### PROBLEMS TO SOLVE
1: Answer these questions about the text on government use of Twitter below:
(a) According to the text, what are more and more governments using Twitter to do?
(b) How many steps does the author's list offer for making Twitter more useful for governments?
(c) What three example agency missions does the first step name?
2: Continue the text on government use of Twitter below from the point where it stops.

The time is ripe for such thinking – more and more governments are using Twitter to interact with citizens, and its fitting that governments spend some time thinking about how this tool can be used most effectively. Still, the eWeek Europe article (and some other recent musing on this subject) have left me feeling that a lot of people (both inside and outside of government) are missing the point.

In response, I offer my own list – 2 important steps to make Twitter more useful for governments:

  1. Clearly articulate the goal(s) your agency or government is trying to achieve by using Twitter. Link these goals directly back to the stated mission or objectives of your government agency. If your agency’s mission is to fight crime, or protect the environment, or collect taxes clearly state how using Twitter will help you do this. Say these things out loud. Write them down. Distribute them to employees and policy makers.

### DATASET
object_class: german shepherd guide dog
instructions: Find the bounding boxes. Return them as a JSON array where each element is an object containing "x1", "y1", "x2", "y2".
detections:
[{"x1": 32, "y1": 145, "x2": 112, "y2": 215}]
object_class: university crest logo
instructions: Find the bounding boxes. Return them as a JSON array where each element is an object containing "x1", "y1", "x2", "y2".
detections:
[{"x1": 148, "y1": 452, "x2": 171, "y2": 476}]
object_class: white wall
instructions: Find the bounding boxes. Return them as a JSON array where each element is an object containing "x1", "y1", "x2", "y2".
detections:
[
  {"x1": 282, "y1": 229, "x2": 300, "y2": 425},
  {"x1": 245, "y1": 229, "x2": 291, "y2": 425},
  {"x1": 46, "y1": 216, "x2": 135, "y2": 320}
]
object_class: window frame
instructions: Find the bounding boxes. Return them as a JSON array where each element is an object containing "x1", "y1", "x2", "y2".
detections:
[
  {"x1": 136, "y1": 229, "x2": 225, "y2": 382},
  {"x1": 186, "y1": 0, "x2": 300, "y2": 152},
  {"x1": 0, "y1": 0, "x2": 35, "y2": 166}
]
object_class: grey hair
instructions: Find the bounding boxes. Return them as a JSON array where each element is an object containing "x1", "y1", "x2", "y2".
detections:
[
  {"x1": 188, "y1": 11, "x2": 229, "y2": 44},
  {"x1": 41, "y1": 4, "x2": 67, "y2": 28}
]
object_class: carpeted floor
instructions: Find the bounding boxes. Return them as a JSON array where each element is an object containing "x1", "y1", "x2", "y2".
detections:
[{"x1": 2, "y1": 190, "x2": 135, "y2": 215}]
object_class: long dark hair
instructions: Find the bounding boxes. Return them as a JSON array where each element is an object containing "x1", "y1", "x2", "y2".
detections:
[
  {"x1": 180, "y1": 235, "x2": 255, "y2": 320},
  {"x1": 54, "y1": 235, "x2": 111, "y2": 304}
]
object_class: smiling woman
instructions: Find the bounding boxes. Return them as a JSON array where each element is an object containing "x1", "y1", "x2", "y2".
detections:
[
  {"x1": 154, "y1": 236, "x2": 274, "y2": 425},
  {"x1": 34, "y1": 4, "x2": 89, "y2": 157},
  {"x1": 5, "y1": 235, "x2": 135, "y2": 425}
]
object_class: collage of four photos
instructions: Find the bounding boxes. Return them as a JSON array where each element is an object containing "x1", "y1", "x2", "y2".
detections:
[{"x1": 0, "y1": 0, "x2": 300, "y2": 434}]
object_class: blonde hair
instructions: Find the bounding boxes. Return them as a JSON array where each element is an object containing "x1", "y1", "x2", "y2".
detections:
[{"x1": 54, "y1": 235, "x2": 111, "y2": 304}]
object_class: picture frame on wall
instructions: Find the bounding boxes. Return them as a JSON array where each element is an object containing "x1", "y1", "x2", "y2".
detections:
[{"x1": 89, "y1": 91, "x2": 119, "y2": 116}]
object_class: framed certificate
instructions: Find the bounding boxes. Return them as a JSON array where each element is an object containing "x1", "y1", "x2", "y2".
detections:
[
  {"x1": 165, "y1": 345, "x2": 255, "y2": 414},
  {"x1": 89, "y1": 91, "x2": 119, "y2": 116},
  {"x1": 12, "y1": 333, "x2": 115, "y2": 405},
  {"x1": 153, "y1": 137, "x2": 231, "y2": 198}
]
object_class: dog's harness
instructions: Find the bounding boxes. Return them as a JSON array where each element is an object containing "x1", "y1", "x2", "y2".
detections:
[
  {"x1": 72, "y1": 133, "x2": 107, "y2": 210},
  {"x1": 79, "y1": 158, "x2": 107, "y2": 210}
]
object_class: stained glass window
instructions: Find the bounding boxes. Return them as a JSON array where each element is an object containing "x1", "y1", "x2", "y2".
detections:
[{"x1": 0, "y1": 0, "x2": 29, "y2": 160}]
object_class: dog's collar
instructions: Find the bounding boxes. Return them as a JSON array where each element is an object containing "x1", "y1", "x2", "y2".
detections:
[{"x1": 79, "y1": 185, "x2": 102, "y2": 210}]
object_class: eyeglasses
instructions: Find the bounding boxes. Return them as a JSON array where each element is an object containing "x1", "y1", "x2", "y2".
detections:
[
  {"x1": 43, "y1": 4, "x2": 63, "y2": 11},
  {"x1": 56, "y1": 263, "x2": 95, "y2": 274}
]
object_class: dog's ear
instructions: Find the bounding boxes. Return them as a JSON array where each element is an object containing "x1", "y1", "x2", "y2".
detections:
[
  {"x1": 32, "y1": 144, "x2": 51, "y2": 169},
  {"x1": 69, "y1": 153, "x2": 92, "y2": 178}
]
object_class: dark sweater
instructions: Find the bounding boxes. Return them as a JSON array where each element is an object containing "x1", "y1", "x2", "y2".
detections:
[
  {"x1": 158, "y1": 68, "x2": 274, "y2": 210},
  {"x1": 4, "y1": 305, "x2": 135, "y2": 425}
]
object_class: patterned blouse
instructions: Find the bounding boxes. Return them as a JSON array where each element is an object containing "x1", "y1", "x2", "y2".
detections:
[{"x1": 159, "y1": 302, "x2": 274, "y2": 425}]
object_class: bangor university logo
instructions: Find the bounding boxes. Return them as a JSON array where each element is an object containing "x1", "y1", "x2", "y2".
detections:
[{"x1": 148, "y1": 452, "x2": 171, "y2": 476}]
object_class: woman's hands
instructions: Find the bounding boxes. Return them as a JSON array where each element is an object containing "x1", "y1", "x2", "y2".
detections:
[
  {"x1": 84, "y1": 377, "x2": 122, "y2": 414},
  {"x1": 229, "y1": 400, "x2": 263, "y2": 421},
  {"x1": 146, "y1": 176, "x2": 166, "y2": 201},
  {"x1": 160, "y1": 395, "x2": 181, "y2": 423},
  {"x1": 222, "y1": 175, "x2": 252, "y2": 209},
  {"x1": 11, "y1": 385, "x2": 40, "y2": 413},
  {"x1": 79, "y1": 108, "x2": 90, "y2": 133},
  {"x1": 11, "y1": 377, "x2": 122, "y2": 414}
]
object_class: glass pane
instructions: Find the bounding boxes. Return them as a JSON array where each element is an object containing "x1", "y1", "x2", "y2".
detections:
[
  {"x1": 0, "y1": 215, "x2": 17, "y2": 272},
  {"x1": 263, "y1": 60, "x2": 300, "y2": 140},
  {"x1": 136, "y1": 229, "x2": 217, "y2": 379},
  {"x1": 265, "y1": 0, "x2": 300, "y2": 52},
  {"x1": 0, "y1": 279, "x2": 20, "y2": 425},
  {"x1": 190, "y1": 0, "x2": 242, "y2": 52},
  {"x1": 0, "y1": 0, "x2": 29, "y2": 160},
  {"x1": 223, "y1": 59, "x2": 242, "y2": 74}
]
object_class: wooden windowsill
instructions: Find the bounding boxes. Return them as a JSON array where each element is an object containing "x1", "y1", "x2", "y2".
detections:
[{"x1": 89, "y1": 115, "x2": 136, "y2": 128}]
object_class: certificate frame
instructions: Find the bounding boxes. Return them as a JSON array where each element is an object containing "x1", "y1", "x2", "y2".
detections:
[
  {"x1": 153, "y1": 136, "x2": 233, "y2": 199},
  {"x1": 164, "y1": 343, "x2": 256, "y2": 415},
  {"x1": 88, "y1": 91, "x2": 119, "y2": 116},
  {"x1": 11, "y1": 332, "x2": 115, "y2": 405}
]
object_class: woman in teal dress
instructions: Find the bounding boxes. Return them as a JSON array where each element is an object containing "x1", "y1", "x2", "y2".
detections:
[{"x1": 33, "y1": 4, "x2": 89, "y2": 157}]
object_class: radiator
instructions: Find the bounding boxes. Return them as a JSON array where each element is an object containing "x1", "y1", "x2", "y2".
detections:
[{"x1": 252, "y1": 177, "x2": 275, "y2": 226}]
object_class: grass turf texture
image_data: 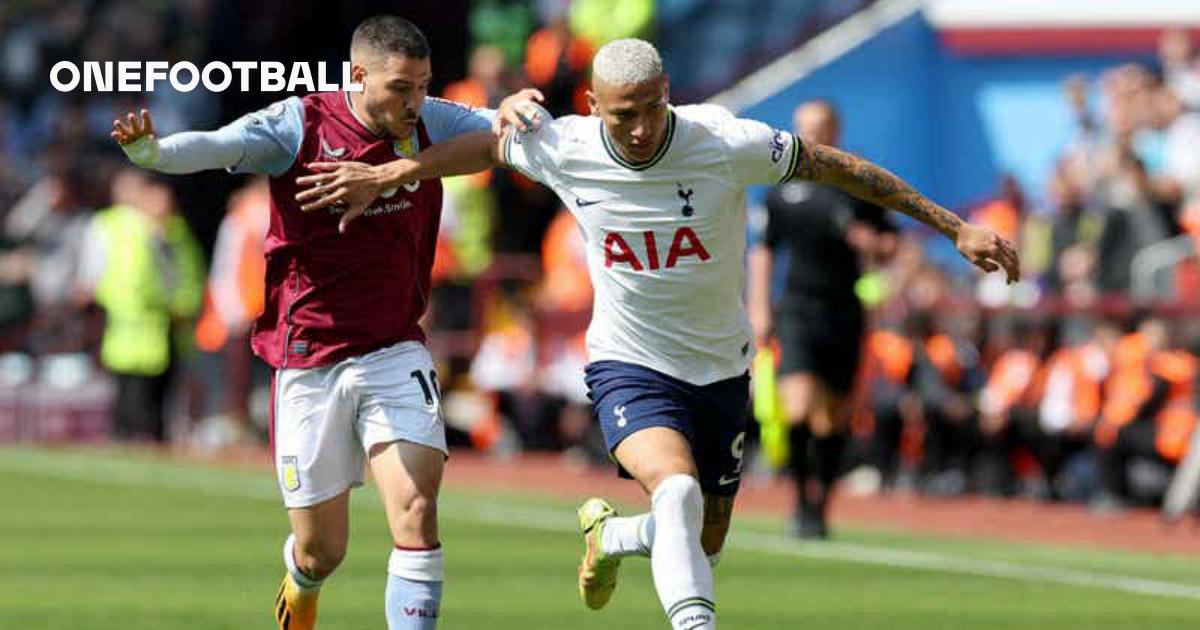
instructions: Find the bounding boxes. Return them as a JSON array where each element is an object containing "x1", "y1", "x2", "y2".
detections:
[{"x1": 0, "y1": 449, "x2": 1200, "y2": 630}]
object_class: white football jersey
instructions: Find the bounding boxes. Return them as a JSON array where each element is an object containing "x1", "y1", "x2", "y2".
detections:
[{"x1": 504, "y1": 104, "x2": 800, "y2": 385}]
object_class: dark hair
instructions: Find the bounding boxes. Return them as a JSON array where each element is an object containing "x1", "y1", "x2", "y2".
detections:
[{"x1": 350, "y1": 14, "x2": 430, "y2": 59}]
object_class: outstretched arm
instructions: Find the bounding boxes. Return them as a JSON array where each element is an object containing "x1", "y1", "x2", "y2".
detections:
[
  {"x1": 796, "y1": 143, "x2": 1021, "y2": 282},
  {"x1": 296, "y1": 89, "x2": 550, "y2": 232},
  {"x1": 110, "y1": 102, "x2": 304, "y2": 175},
  {"x1": 296, "y1": 131, "x2": 504, "y2": 232}
]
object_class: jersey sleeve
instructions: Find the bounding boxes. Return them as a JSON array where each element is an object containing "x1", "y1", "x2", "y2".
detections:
[
  {"x1": 224, "y1": 96, "x2": 304, "y2": 175},
  {"x1": 421, "y1": 96, "x2": 496, "y2": 144},
  {"x1": 502, "y1": 120, "x2": 563, "y2": 185},
  {"x1": 721, "y1": 118, "x2": 803, "y2": 185}
]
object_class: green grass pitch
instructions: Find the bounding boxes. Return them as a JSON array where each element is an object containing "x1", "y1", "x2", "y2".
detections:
[{"x1": 0, "y1": 448, "x2": 1200, "y2": 630}]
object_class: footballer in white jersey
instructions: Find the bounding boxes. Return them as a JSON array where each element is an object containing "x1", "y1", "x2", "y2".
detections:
[
  {"x1": 298, "y1": 40, "x2": 1020, "y2": 630},
  {"x1": 504, "y1": 104, "x2": 799, "y2": 385}
]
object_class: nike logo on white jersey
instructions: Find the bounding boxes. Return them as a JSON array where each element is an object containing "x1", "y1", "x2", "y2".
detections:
[{"x1": 320, "y1": 138, "x2": 346, "y2": 160}]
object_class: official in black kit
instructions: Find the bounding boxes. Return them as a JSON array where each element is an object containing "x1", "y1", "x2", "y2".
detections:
[{"x1": 748, "y1": 101, "x2": 896, "y2": 538}]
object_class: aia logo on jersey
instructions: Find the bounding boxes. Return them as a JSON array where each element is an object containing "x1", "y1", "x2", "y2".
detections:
[{"x1": 604, "y1": 227, "x2": 713, "y2": 271}]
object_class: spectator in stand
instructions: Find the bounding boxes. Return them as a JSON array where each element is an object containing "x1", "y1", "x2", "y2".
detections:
[
  {"x1": 1158, "y1": 29, "x2": 1200, "y2": 109},
  {"x1": 976, "y1": 319, "x2": 1049, "y2": 496},
  {"x1": 524, "y1": 7, "x2": 593, "y2": 116},
  {"x1": 1154, "y1": 79, "x2": 1200, "y2": 206},
  {"x1": 1092, "y1": 319, "x2": 1198, "y2": 512},
  {"x1": 907, "y1": 312, "x2": 982, "y2": 496},
  {"x1": 1025, "y1": 322, "x2": 1120, "y2": 500},
  {"x1": 571, "y1": 0, "x2": 654, "y2": 48},
  {"x1": 442, "y1": 44, "x2": 512, "y2": 108},
  {"x1": 860, "y1": 328, "x2": 920, "y2": 490}
]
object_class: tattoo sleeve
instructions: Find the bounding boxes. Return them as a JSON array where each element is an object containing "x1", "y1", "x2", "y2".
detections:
[{"x1": 796, "y1": 143, "x2": 962, "y2": 240}]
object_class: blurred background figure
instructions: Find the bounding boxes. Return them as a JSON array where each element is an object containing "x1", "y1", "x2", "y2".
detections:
[
  {"x1": 196, "y1": 178, "x2": 271, "y2": 445},
  {"x1": 748, "y1": 101, "x2": 895, "y2": 538},
  {"x1": 80, "y1": 169, "x2": 204, "y2": 443}
]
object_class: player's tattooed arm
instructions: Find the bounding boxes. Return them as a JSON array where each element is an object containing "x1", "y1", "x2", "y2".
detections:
[
  {"x1": 796, "y1": 143, "x2": 1021, "y2": 282},
  {"x1": 296, "y1": 131, "x2": 500, "y2": 232}
]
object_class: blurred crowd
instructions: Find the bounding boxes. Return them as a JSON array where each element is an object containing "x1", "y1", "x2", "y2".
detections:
[
  {"x1": 0, "y1": 0, "x2": 1200, "y2": 505},
  {"x1": 830, "y1": 31, "x2": 1200, "y2": 510}
]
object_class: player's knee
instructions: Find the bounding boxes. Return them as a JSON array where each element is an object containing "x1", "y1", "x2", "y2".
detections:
[
  {"x1": 404, "y1": 492, "x2": 438, "y2": 529},
  {"x1": 392, "y1": 492, "x2": 438, "y2": 547},
  {"x1": 700, "y1": 522, "x2": 730, "y2": 556},
  {"x1": 294, "y1": 539, "x2": 346, "y2": 580},
  {"x1": 650, "y1": 474, "x2": 704, "y2": 534}
]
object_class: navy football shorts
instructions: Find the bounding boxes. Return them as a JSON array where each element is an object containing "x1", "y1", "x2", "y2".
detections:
[{"x1": 584, "y1": 361, "x2": 750, "y2": 497}]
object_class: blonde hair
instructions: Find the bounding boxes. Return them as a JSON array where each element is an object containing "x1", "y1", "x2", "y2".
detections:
[{"x1": 592, "y1": 40, "x2": 662, "y2": 85}]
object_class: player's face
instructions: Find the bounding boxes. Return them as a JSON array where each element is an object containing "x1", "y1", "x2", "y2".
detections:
[
  {"x1": 588, "y1": 77, "x2": 668, "y2": 162},
  {"x1": 354, "y1": 54, "x2": 433, "y2": 139}
]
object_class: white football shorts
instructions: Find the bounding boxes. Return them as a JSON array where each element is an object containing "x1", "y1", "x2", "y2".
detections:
[{"x1": 272, "y1": 341, "x2": 449, "y2": 508}]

### RESPONSES BY TASK
1:
(a) To interact with citizens.
(b) Two.
(c) Fighting crime, protecting the environment, and collecting taxes.

2:
  2. Develop clear and quantifiable metrics that will be used to evaluate your progress toward the goals listed in step 1. At least one metric should be developed for each goal. The same metric should not be used for more than one goal. The metrics used should measure outcomes (enhanced customer satisfaction), not inputs (number of DM’s responded to). Say these things out loud. Write them down. Distribute them to employees and policy makers.

Don’t get me wrong, I am a huge fan of governments using Twitter – but use it for the right reasons. Governments using Twitter (or any other technology for that matter) because it is currently in high fashion is just silly.

If a government or agency can not follow the steps listed above then using Twitter should rank fairly low on the scale of importance.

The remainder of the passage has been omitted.